Extract provided:
>>>>>

King William, who had deceased without issue, had made a liberal provision for his queen; but he had designated as his heir his aunt Constance, who in 1186 had been married to Henry Hohenstaufen, the heir of Frederick Barbarossa and of the Holy Roman Empire. But Henry was in Germany at the time of the landings in Sicily, engrossed by the confusions attending his succession to his father. Taking advantage of the emperor's preoccupations on the other side of the Alps, Tancred, Count of Lecce, the bastard nephew of the late King William, seized what seemed a good chance to usurp the Sicilian throne and the vast properties of his uncle. He was well known, on the spot, preferred by the islanders to a foreign overlord, and he was thus entrenched for a firm stand. The marshaling of the crusaders in Sicily at this juncture of affairs was, from his point of view, embarrassing. As a measure of precaution he was detaining Queen Joanna in Palermo. The approach of Coeur-de-Lion's incomparable army would have made him more uneasy than he was, if he had not already divined that he could count upon a certain support from Philip Augustus. Hence the King of the Franks was installed in Tancred's palace in Messina when Coeur-de-Lion made his resplendent landing on the Sicilian shores.

Richard's first act, after mastering the main features of his sister's situation, was to issue a peremptory demand upon Tancred to render up the captive Joanna, together with her dower, which was very handsome indeed.

<<<<<

Records supplied:
>>>>>

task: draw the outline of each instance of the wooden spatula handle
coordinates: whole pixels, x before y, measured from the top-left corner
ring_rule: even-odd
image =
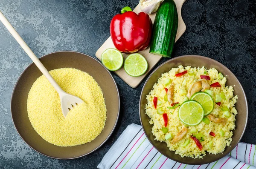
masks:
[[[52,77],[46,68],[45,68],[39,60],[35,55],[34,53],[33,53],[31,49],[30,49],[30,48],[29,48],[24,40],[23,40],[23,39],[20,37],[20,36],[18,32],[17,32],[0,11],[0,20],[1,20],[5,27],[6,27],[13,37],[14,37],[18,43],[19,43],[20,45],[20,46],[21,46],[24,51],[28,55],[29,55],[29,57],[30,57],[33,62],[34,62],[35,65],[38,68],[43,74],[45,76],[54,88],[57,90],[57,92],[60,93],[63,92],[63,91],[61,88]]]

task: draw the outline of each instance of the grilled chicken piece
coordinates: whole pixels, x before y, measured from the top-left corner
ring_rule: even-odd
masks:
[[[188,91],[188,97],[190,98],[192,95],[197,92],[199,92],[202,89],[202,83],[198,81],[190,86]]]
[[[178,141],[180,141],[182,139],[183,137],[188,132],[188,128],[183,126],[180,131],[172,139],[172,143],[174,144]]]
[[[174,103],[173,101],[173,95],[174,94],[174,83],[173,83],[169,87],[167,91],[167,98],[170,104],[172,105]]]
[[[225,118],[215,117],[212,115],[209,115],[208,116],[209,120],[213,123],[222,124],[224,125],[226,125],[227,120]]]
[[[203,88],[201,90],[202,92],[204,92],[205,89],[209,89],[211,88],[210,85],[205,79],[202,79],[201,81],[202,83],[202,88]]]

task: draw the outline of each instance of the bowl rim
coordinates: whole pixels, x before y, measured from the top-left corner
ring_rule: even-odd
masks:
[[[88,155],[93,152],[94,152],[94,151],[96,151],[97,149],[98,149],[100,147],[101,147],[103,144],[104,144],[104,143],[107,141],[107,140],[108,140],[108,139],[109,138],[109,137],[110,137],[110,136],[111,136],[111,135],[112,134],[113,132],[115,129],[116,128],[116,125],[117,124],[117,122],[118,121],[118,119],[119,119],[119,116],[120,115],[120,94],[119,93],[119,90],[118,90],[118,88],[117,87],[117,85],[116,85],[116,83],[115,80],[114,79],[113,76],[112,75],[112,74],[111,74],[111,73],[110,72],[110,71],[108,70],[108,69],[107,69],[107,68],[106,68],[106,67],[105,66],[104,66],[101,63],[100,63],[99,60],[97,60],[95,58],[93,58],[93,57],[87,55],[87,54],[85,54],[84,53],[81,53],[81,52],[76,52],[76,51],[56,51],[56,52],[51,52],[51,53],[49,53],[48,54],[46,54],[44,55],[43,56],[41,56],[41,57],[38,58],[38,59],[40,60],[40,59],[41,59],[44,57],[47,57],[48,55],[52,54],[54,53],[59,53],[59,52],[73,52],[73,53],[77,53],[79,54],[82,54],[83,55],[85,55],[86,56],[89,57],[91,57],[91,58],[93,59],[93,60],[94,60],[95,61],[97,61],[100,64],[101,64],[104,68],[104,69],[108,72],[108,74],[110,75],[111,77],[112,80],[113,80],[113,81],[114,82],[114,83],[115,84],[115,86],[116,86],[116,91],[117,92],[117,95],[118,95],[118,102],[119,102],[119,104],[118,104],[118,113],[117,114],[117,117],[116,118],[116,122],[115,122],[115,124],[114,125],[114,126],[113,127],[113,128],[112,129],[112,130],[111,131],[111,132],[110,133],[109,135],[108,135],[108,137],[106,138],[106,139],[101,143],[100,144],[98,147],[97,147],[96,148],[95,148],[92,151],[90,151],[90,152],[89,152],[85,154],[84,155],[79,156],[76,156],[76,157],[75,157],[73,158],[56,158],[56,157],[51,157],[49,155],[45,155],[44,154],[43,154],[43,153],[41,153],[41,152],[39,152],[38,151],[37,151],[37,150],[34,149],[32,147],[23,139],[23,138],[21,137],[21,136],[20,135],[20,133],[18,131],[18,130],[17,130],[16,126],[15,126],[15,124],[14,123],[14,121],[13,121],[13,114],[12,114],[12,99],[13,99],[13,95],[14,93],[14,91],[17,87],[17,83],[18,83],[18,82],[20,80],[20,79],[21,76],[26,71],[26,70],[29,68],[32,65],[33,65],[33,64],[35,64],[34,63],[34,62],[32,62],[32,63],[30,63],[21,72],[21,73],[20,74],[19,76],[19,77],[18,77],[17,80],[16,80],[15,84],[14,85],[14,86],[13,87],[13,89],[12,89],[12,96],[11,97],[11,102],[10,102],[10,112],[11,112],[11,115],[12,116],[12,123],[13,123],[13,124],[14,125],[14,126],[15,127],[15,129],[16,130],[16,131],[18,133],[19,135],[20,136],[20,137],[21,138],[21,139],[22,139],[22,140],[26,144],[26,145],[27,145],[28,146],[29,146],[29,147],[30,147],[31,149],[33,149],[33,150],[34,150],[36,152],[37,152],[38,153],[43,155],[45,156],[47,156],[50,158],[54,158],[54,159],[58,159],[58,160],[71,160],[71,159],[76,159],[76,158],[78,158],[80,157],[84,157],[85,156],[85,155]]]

<<<<<

To-do list:
1 > List every geographic place name (island, country, mountain range, or city) that the passage about Tancred and the Sicilian throne mentions. Treat the Holy Roman Empire as a political entity and leave it out.
2 > Return each line of the entries that contains the string "outline".

Results in order:
1 > Sicily, Germany, the Alps, Lecce, Palermo, Messina

2 >
task: draw the outline of each instance of the wooden spatula handle
task: draw the outline of each instance of the grilled chicken piece
task: draw the outline of each instance of the bowl rim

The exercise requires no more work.